• _WHAT YOU SHOULD DO_
Each time a line of the listing holds "every", copy that line.
⟨
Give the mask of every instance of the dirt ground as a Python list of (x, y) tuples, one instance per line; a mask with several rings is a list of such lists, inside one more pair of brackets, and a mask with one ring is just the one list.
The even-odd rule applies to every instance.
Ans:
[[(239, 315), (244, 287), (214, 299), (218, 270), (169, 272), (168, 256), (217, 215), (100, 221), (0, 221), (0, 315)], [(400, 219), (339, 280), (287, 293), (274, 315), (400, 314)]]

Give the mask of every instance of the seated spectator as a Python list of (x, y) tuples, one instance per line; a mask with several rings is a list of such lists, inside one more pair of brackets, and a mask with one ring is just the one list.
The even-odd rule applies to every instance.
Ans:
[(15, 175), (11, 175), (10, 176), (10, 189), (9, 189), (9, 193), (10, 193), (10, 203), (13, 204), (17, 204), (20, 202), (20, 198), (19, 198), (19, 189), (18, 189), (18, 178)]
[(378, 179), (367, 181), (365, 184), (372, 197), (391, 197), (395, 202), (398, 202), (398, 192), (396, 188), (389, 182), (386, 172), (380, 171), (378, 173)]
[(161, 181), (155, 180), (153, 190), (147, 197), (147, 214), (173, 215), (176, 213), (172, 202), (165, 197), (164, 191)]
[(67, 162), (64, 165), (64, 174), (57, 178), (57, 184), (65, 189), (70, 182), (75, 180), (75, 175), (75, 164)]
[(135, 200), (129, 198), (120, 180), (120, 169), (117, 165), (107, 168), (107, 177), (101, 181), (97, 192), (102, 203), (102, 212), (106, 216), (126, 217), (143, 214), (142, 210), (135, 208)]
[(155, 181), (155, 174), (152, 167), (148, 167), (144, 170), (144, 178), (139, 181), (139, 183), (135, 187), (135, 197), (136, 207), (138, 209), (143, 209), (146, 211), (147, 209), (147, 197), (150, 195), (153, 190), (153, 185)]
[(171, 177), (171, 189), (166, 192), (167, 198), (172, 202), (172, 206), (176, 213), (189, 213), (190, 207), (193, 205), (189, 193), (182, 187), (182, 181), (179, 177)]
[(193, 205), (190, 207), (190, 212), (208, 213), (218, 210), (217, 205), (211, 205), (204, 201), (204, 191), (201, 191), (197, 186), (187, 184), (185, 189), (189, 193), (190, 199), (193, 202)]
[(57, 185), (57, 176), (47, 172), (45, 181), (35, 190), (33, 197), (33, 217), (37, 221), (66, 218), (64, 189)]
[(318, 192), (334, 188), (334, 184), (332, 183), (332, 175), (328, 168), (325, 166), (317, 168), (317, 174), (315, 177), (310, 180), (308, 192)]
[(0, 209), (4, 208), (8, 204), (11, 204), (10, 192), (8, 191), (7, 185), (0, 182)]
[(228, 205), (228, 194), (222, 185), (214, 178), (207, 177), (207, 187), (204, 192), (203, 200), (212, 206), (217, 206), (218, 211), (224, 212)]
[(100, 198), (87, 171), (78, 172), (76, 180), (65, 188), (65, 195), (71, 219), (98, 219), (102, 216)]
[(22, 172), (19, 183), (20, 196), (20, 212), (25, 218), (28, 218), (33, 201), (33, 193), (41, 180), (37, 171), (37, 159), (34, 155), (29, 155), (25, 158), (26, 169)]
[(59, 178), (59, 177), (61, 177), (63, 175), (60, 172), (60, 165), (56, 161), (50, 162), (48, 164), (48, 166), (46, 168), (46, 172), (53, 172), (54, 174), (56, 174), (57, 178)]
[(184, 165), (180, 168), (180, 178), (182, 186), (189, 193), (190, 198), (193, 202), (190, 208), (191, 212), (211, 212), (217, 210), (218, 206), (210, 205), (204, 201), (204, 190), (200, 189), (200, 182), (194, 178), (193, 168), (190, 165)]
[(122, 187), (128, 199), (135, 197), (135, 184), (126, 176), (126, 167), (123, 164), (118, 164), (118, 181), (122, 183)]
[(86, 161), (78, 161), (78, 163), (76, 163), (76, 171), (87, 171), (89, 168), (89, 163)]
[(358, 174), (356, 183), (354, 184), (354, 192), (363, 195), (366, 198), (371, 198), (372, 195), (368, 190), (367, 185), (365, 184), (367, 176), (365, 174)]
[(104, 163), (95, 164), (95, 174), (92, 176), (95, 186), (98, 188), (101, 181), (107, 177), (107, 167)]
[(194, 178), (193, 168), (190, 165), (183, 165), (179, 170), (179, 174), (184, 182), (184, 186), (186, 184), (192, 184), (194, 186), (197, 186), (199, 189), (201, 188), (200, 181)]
⟩
• _ANSWER SPACE_
Give the mask of every instance of the dirt ground as a Python list of (x, y) tuples, one instance per line; a mask with several rings is a list of such lists, inside one more pair of brackets, and a mask with one ring is just the one list.
The even-odd rule applies to every instance.
Give the mask of every instance of the seated spectator as a Python list of (x, y) tuples, one instance per line; a mask with several rings is a list of such lists, inside one more pair of brackets, and a mask with one ring is just the one list.
The even-odd rule applies to every instance.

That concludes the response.